**Requirements**
How many of the lines below contain the word "white"? Tally them and reply with the number alone.

============

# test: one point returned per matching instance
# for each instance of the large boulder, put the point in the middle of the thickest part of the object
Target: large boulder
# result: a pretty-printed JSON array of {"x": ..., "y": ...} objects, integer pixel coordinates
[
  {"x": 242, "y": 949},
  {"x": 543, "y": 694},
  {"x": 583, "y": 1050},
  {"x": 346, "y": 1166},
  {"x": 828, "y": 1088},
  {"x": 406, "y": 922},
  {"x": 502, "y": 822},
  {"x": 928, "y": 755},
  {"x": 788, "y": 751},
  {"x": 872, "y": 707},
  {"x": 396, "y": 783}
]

============

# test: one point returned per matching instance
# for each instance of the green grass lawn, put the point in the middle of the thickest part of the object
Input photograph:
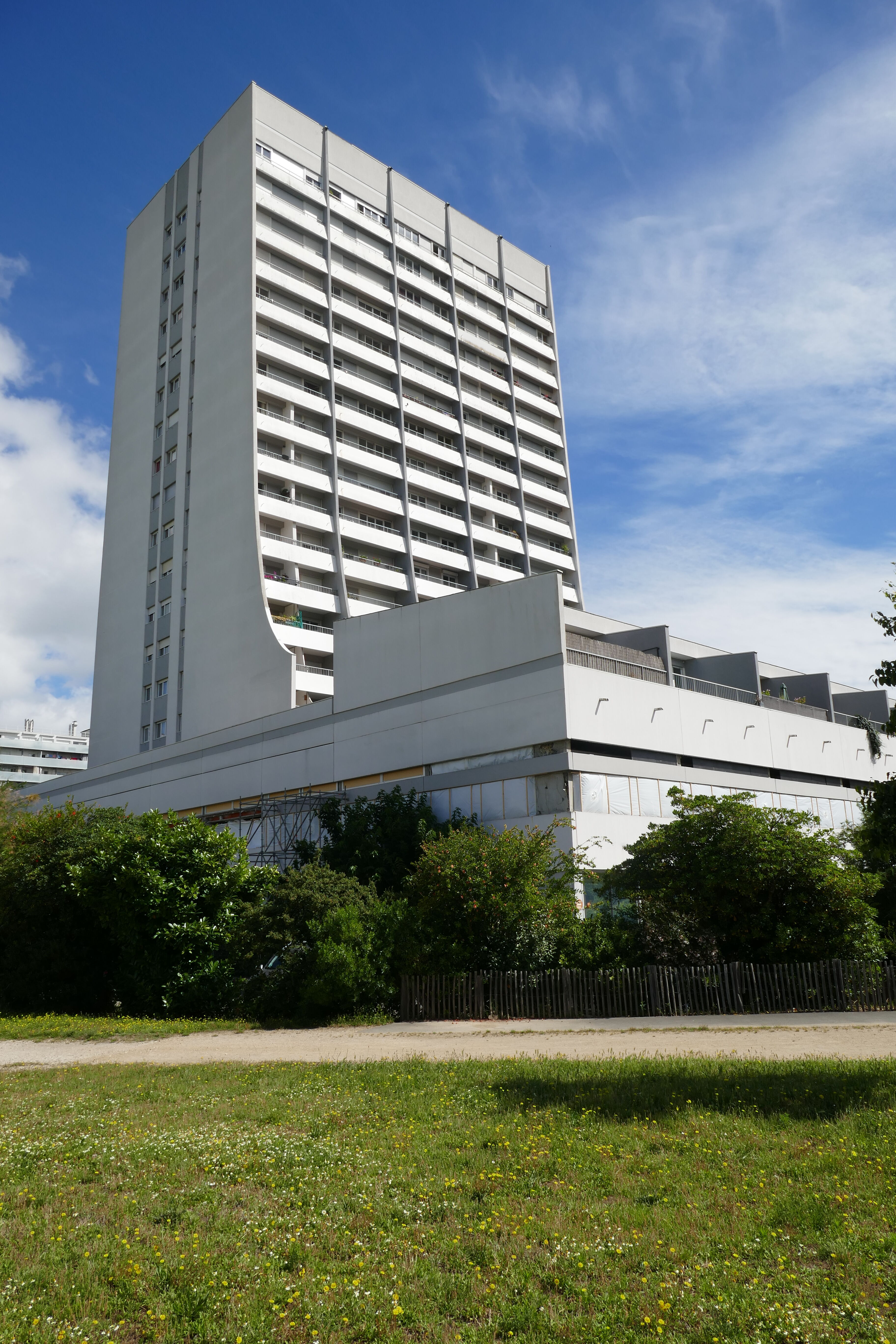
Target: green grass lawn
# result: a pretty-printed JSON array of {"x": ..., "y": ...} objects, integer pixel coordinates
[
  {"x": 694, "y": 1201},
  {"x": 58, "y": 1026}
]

============

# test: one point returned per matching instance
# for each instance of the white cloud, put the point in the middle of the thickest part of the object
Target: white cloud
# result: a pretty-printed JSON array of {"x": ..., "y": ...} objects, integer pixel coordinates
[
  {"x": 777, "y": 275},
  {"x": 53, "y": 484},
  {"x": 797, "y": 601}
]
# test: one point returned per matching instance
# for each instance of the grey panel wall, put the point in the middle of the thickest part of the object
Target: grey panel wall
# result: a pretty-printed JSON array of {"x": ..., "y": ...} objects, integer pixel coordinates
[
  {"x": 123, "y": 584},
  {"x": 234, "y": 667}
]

============

**Result below**
2